AIM OF THE TASK:
In the copy, include every entry exactly but none of the pictures.

RECORDS FOR THIS TASK:
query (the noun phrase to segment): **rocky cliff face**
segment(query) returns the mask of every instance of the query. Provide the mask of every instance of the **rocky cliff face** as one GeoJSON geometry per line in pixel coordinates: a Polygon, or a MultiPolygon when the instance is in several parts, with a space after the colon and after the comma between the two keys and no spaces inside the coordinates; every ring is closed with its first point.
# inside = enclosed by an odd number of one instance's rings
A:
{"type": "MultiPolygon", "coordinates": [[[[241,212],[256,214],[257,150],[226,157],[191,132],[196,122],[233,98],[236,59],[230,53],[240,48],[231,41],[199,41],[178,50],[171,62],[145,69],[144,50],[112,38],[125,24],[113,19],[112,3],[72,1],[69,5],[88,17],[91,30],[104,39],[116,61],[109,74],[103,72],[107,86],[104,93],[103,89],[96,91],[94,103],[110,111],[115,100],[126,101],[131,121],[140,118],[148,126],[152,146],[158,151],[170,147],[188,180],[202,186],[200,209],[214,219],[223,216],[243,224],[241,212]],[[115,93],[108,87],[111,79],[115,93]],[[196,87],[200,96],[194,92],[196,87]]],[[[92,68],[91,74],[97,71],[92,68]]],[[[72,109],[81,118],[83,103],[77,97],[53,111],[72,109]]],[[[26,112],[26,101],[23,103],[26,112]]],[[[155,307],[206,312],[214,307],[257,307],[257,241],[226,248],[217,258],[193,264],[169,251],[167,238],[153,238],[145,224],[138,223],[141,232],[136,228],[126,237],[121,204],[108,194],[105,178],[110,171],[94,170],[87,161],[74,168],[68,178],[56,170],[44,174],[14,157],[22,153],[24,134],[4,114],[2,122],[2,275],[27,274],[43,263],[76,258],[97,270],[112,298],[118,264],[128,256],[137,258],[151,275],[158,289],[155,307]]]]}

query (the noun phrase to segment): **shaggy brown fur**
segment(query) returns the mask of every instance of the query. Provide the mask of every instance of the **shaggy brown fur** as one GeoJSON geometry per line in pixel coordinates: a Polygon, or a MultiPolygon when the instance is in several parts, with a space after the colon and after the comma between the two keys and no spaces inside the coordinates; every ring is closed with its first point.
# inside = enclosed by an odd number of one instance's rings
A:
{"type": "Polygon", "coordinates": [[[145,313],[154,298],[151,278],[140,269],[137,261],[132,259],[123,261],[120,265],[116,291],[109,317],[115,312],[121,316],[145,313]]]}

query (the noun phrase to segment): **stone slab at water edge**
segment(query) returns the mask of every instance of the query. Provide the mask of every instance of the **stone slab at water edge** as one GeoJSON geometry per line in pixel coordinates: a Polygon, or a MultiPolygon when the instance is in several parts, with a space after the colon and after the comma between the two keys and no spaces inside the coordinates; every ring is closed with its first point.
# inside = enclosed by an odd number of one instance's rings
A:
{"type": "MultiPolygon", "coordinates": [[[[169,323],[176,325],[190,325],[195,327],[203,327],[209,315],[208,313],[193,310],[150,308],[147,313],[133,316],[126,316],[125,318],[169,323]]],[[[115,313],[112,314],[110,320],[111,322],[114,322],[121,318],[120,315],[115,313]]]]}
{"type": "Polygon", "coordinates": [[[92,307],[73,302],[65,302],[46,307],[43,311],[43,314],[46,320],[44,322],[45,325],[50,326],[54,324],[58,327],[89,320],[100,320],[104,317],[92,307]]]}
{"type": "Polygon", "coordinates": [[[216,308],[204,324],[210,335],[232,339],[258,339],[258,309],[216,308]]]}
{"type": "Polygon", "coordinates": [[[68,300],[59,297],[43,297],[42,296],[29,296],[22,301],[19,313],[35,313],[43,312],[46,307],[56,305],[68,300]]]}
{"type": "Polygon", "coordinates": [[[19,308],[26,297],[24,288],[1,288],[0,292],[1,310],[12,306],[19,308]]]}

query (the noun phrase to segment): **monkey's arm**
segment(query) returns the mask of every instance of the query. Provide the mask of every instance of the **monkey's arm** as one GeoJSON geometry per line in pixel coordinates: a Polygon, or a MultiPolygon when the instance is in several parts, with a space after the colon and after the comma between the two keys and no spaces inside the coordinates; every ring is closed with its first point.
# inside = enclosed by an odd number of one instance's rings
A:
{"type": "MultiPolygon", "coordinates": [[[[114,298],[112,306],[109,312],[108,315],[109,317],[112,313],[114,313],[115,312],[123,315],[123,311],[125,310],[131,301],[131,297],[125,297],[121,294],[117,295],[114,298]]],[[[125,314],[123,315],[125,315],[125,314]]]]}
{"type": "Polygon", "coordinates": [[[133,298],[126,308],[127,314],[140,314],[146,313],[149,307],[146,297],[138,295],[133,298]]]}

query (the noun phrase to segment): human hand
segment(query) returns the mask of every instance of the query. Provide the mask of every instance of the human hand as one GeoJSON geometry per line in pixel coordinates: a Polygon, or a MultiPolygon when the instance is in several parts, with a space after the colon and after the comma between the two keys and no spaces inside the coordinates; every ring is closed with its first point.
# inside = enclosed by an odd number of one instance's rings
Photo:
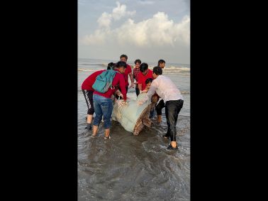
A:
{"type": "Polygon", "coordinates": [[[116,99],[116,102],[118,105],[119,108],[121,107],[123,107],[123,100],[118,100],[118,99],[116,99]]]}
{"type": "Polygon", "coordinates": [[[138,106],[141,106],[143,104],[143,101],[138,101],[138,106]]]}
{"type": "Polygon", "coordinates": [[[134,82],[131,82],[131,85],[128,87],[128,89],[134,88],[134,87],[135,87],[135,83],[134,82]]]}
{"type": "Polygon", "coordinates": [[[140,91],[140,94],[142,94],[142,93],[147,93],[147,92],[148,92],[148,89],[144,89],[143,91],[140,91]]]}

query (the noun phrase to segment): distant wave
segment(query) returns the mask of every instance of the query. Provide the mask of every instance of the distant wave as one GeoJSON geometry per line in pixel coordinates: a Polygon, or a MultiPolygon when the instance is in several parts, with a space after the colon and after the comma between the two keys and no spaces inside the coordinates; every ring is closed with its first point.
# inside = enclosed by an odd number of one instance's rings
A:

SOLUTION FOR THIS PROBLEM:
query (the noun phrase to segment): **rocky cliff face**
segment(query) returns the mask of every instance of the query. Provide the mask of every instance of the **rocky cliff face** as one GeoJSON geometry per line in pixel coordinates: a Polygon, or a MultiPolygon when the instance is in several parts, with a space after the colon and after the comma between the two keys and no spaces inside the coordinates; every ring is closed with its first point.
# inside = enclosed by an odd number of one instance's rings
A:
{"type": "MultiPolygon", "coordinates": [[[[241,212],[256,214],[257,150],[226,157],[191,132],[196,122],[233,98],[236,59],[230,53],[240,48],[231,41],[199,41],[178,50],[171,62],[145,69],[144,50],[112,38],[125,24],[113,19],[112,3],[72,1],[69,5],[88,17],[91,30],[104,39],[116,61],[109,74],[103,72],[107,86],[104,93],[103,89],[96,91],[94,103],[110,111],[115,100],[126,101],[131,121],[140,118],[148,126],[152,146],[158,151],[170,147],[188,180],[202,186],[200,209],[214,219],[223,216],[243,224],[241,212]],[[115,93],[108,87],[111,79],[115,93]],[[196,87],[200,96],[194,92],[196,87]]],[[[92,68],[91,74],[97,71],[92,68]]],[[[72,109],[81,118],[83,103],[77,97],[53,111],[72,109]]],[[[26,112],[26,101],[23,103],[26,112]]],[[[155,307],[206,312],[214,307],[257,307],[257,241],[226,248],[217,258],[193,264],[169,251],[167,238],[153,238],[145,224],[138,223],[141,232],[136,228],[126,237],[121,204],[108,194],[105,178],[110,171],[94,170],[87,161],[74,168],[68,178],[56,170],[44,174],[14,157],[22,153],[24,134],[4,114],[2,122],[2,275],[27,274],[43,263],[76,258],[97,270],[112,298],[118,264],[128,256],[137,258],[151,275],[158,289],[155,307]]]]}

query (the noun phrase to segment): **shaggy brown fur**
segment(query) returns the mask of every instance of the query. Provide the mask of every instance of the **shaggy brown fur** as one GeoJSON geometry per line in pixel coordinates: a Polygon, or a MultiPolygon when the instance is in several parts, with a space after the colon and after the comma between the two keys and no spaces inside the coordinates; every ring is closed with its first point.
# inside = enclosed by an odd number of one instance's rings
A:
{"type": "Polygon", "coordinates": [[[145,313],[154,298],[151,278],[140,269],[137,261],[132,259],[123,261],[120,265],[116,291],[109,317],[115,312],[121,316],[145,313]]]}

query (the noun phrase to segment): **stone slab at water edge**
segment(query) returns the mask of every instance of the query. Provide the mask of every instance of the **stone slab at water edge** as one GeoJSON geometry per line in pixel coordinates: a Polygon, or a MultiPolygon when the instance is in several parts, with a space after the colon and after the comma between the two keys and no spaces inside the coordinates; every ring is closed with its first point.
# inside = enclosed by an odd number of one instance's rings
A:
{"type": "MultiPolygon", "coordinates": [[[[169,323],[176,325],[190,325],[195,327],[203,327],[209,315],[208,313],[193,310],[150,308],[147,313],[133,316],[126,316],[125,318],[169,323]]],[[[115,313],[112,314],[110,320],[111,322],[114,322],[121,318],[120,315],[115,313]]]]}
{"type": "Polygon", "coordinates": [[[92,307],[73,302],[65,302],[46,307],[43,311],[43,314],[46,320],[44,322],[45,325],[50,326],[54,324],[58,327],[89,320],[100,320],[104,317],[92,307]]]}
{"type": "Polygon", "coordinates": [[[216,308],[204,324],[210,335],[232,339],[258,339],[258,309],[216,308]]]}
{"type": "Polygon", "coordinates": [[[68,300],[59,297],[43,297],[42,296],[29,296],[22,301],[19,313],[35,313],[43,312],[46,307],[56,305],[68,300]]]}
{"type": "Polygon", "coordinates": [[[19,308],[26,297],[24,288],[1,288],[0,292],[1,310],[12,306],[19,308]]]}

query (the noun phrase to segment): **monkey's arm**
segment(query) returns the mask of every instance of the query. Provide the mask of every instance of the **monkey's arm** as one GeoJSON geometry per line in pixel coordinates: a Polygon, or a MultiPolygon when the instance is in several parts, with a space after the colon and after the comma between the two keys and no spaces inside the coordinates; every ring is closed with its first point.
# inside = enclosed by an odd number of one instance's rings
A:
{"type": "MultiPolygon", "coordinates": [[[[114,298],[112,306],[109,312],[108,315],[109,317],[112,313],[114,313],[115,312],[123,315],[123,311],[125,310],[131,301],[131,297],[125,297],[121,294],[117,295],[114,298]]],[[[125,314],[123,315],[125,315],[125,314]]]]}
{"type": "Polygon", "coordinates": [[[133,298],[126,308],[127,314],[140,314],[146,313],[149,307],[146,297],[138,295],[133,298]]]}

query (the noun phrase to segment): human hand
segment(query) returns the mask of every instance of the query. Provide the mask of every instance of the human hand as one GeoJSON geometry per line in pixel coordinates: a Polygon, or a MultiPolygon when the instance is in several parts, with a space after the colon and after the comma between the two keys and no spaces inside the coordinates; every ring is closed with its first point.
# inside = enclosed by an odd number of one instance's rings
Photo:
A:
{"type": "Polygon", "coordinates": [[[116,99],[116,102],[118,105],[119,108],[121,107],[123,107],[123,100],[118,100],[118,99],[116,99]]]}
{"type": "Polygon", "coordinates": [[[138,106],[141,106],[143,104],[143,101],[138,101],[138,106]]]}
{"type": "Polygon", "coordinates": [[[134,82],[131,82],[131,85],[128,87],[128,89],[134,88],[134,87],[135,87],[135,83],[134,82]]]}
{"type": "Polygon", "coordinates": [[[140,91],[140,94],[142,94],[142,93],[147,93],[147,92],[148,92],[148,89],[144,89],[143,91],[140,91]]]}

query (the noun phrase to segment): distant wave
segment(query) returns the mask of every instance of the query. Provide the mask of every instance of the distant wave as one GeoJSON geometry per line in pixel coordinates: a Polygon, or a MultiPolygon when the instance is in several parts, with a space after the colon and after the comma between the two keys and no spaces inside the coordinates; every ring is closed with its first point.
# inside = enclosed by an odd number of one instance's rings
A:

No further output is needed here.